__Document passage__:
Statue of Sacajawea in Washington Park, Portland,  (Photo credit: Wikipedia)

In 1803, President Thomas Jefferson “purchased” 828,000 square miles of Louisiana territory from France. Since little was known about the West, a group of U.S. Army volunteers under the command of Captain Meriwether Lewis and Second Lieutenant William Clark was chosen to explore and map the newly acquired land so that America could claim the the western land before European countries could. When Lewis and Clark returned three years later, they brought home news of the Pacific Ocean, the Rocky Mountains, multiple Native American villages, and descriptions of new plants and animals. They also brought home the story of Sacagawea, the Native American who helped lead them on their journey.

Sacagawea was born in 1790 to a Shoshone chief, but was kidnapped by the rival tribe Hidatsa when she was ten years old. Three years later, she and another Shoshone girl were purchased by Toussaint Charbonneau, a French Canadian trapper. Sacagawea was 16 and pregnant when she met Lewis and Clark. Lewis and Clark were in South Dakota in 1804 asking fur traders to be interpreters. Though Charbonneau knew several Native American languages, Lewis and Clark were impressed with Sacagawea because she knew Shoshone. The travelers needed horses to travel across the Rocky Mountains, but since they were traveling by boats at first, they could not bring the horses with them. They knew the Shoshone tribe used horses so they planned to ask the Shoshone tribe to use the horses. Thus, Sacagawea and her husband were chosen.

On February 11, 1805, Sacagawea gave birth a bay name Jean Baptiste, nicknamed Pompey by the travelers. For the rest of the journey, Sacagawea carried Pompey on her back. Within a month of traveling, the small boat Charbonneau was navigated capsized. While Charbonneau panicked, Sacagawea gathered important papers, books, and medicines was making sure her baby was safe. In her honor, the river was named after her.

When the group made contact with the Shoshone, Sacagawea served as the interpreter. To her surprise, the chief was her older brother. The siblings were reunited and celebrated their reunion. Though Sacagawea could have stayed with her family, she continued with Lewis and Clark. Throughout the trip she was able to identify plants that were either medicinal or poisonous and she helped guide the travelers, leading them through a mountain pass in Montana. Sacagawea’s biggest contribution was the fact that she was female. The American travelers would have alarmed many tribes, but seeing a woman with a baby meant the Americans meant no harm. After seeing the Pacific Ocean, the group returned home. Sacagawea and her husband parted with Lewis and Clark at the Hidatsa village in Missouri on August 14, 1806. Three years later, they visited Clark in St. Louis. Clark made a deal with them; he would provide the family with farming land if he could educate Pompey. Farming didn’t work out for the family, but the parents left Pompey in Clark’s care. In 1812, at the age of 22, Sacagawea died from poor health.

__Exercises to complete__:
A) According to the Sacagawea passage, how old was Sacagawea when the Hidatsa kidnapped her?
B) Retype the Sacagawea passage, everything from "On February 11, 1805, Sacagawea" down to "named after her.".
C) Translate this sentence from the Sacagawea passage into Spanish: "To her surprise, the chief was her older brother."

__Data for review__:
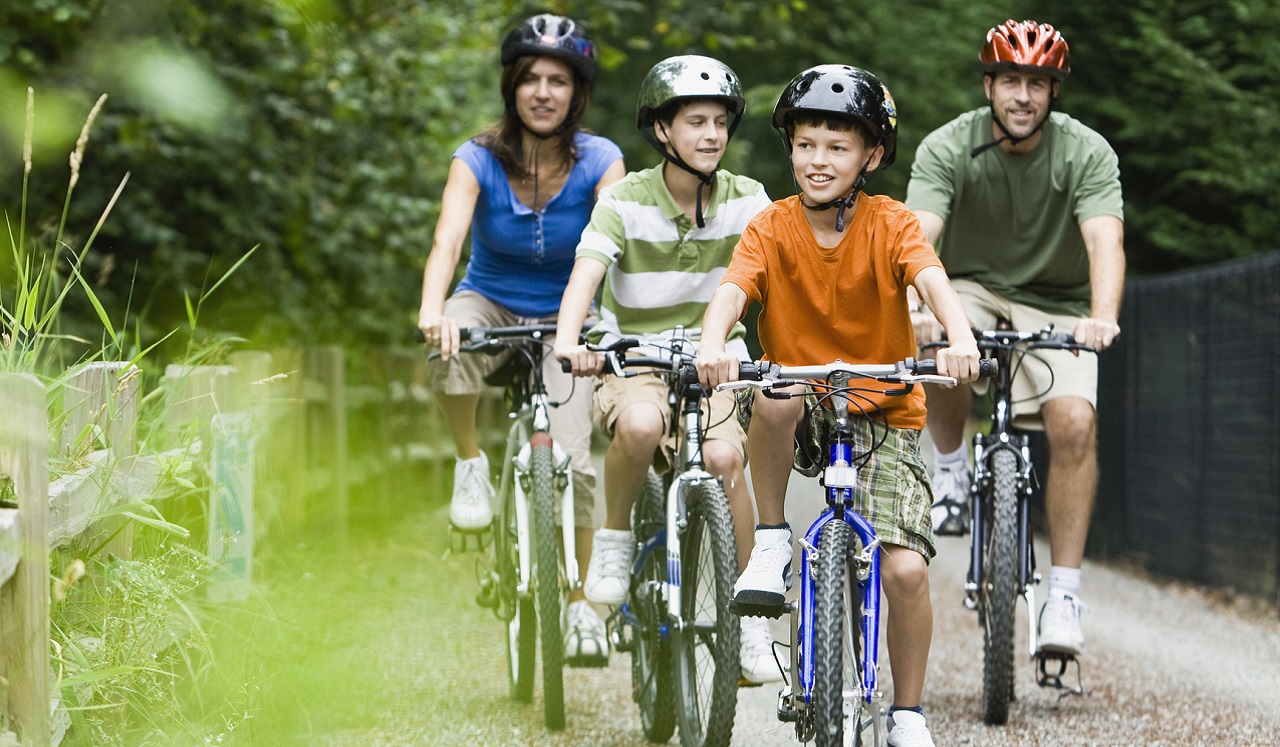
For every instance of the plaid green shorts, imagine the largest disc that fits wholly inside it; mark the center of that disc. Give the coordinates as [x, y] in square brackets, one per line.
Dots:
[897, 491]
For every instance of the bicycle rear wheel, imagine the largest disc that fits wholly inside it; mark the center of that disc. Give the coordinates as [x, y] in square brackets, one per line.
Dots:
[705, 640]
[542, 511]
[999, 589]
[841, 713]
[652, 682]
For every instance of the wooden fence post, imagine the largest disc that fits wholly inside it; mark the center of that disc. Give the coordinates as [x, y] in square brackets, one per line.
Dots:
[327, 435]
[104, 395]
[24, 599]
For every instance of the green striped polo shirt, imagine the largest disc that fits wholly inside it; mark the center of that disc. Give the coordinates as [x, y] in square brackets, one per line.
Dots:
[662, 267]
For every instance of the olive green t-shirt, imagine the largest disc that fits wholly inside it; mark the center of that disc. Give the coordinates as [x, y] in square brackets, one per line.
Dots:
[1013, 223]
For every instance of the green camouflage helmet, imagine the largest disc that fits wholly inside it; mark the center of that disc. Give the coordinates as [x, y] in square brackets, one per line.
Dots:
[688, 77]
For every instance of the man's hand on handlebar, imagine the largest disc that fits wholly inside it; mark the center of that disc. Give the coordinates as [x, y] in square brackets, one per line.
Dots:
[583, 361]
[714, 367]
[1096, 333]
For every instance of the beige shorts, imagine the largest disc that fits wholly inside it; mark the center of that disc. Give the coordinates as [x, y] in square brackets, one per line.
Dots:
[571, 421]
[1043, 375]
[613, 394]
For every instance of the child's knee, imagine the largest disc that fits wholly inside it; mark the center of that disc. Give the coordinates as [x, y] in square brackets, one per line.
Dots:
[904, 572]
[638, 426]
[722, 459]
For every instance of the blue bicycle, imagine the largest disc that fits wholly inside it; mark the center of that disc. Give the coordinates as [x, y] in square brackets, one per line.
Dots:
[832, 695]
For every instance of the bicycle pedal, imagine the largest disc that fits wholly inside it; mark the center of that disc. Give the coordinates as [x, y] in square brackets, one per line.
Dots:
[749, 609]
[460, 535]
[1054, 679]
[488, 594]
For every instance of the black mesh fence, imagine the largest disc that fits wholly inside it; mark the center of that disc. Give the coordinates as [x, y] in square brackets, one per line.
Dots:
[1189, 427]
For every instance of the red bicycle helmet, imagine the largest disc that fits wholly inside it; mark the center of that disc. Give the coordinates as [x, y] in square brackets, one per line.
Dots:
[1025, 46]
[553, 36]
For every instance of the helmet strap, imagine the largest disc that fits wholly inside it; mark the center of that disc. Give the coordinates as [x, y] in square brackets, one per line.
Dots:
[668, 152]
[840, 204]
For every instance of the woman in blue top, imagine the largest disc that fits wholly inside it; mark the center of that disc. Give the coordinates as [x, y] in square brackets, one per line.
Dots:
[525, 189]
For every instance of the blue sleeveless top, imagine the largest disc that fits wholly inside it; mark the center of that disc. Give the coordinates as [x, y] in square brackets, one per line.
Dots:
[520, 259]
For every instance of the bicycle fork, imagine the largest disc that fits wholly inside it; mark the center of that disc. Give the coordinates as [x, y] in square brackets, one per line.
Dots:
[563, 485]
[986, 445]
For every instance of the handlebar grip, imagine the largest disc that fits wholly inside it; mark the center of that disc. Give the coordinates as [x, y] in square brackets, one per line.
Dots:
[987, 367]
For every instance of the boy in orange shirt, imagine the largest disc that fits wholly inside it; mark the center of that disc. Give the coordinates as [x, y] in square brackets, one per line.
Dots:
[831, 267]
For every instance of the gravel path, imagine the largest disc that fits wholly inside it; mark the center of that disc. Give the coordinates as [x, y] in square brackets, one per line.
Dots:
[407, 659]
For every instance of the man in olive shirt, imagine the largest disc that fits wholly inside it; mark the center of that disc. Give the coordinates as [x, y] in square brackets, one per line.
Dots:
[1033, 215]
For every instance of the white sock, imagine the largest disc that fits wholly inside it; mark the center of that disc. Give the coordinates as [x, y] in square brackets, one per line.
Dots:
[1064, 580]
[951, 461]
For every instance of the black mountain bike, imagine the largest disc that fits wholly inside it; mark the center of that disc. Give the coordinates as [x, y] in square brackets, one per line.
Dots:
[1001, 551]
[676, 623]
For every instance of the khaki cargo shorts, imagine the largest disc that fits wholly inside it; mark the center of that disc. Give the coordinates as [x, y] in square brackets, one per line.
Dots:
[1043, 375]
[613, 394]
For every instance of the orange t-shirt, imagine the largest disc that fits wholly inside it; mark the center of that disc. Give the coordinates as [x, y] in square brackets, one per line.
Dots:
[846, 302]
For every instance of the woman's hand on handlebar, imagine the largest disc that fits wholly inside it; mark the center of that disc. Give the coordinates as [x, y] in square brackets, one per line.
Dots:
[583, 361]
[714, 367]
[439, 333]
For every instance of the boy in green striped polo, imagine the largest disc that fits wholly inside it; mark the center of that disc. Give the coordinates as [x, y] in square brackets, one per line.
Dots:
[663, 237]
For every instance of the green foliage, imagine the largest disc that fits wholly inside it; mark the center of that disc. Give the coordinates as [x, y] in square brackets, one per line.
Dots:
[1187, 91]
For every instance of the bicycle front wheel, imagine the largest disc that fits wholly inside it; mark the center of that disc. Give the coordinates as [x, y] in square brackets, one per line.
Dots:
[652, 681]
[542, 509]
[1000, 590]
[707, 637]
[512, 606]
[837, 646]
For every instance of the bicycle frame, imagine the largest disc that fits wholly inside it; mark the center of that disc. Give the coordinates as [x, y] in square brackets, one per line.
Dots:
[840, 479]
[530, 427]
[1000, 438]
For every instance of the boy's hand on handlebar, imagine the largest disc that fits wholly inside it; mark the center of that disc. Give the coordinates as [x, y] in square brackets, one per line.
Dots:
[716, 367]
[960, 361]
[584, 362]
[439, 333]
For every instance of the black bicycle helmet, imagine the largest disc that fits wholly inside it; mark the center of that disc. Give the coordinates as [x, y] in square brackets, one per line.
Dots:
[552, 36]
[844, 91]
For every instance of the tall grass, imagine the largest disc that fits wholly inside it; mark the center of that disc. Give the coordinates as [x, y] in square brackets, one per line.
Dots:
[129, 633]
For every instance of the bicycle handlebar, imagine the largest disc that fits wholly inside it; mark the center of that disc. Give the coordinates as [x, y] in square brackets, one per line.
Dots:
[1041, 339]
[910, 371]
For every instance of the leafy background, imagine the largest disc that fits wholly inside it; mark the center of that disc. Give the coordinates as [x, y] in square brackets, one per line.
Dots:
[321, 129]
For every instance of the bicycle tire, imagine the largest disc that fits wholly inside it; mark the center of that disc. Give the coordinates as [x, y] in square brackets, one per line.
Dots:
[516, 609]
[1000, 590]
[652, 679]
[837, 638]
[542, 486]
[705, 644]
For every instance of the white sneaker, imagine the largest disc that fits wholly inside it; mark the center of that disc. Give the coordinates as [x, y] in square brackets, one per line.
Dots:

__Activity answers__:
A) She was ten years old.

B)
On February 11, 1805, Sacagawea gave birth a bay name Jean Baptiste, nicknamed Pompey by the travelers. For the rest of the journey, Sacagawea carried Pompey on her back. Within a month of traveling, the small boat Charbonneau was navigated capsized. While Charbonneau panicked, Sacagawea gathered important papers, books, and medicines was making sure her baby was safe. In her honor, the river was named after her.

C) Para su sorpresa, el jefe era su hermano mayor.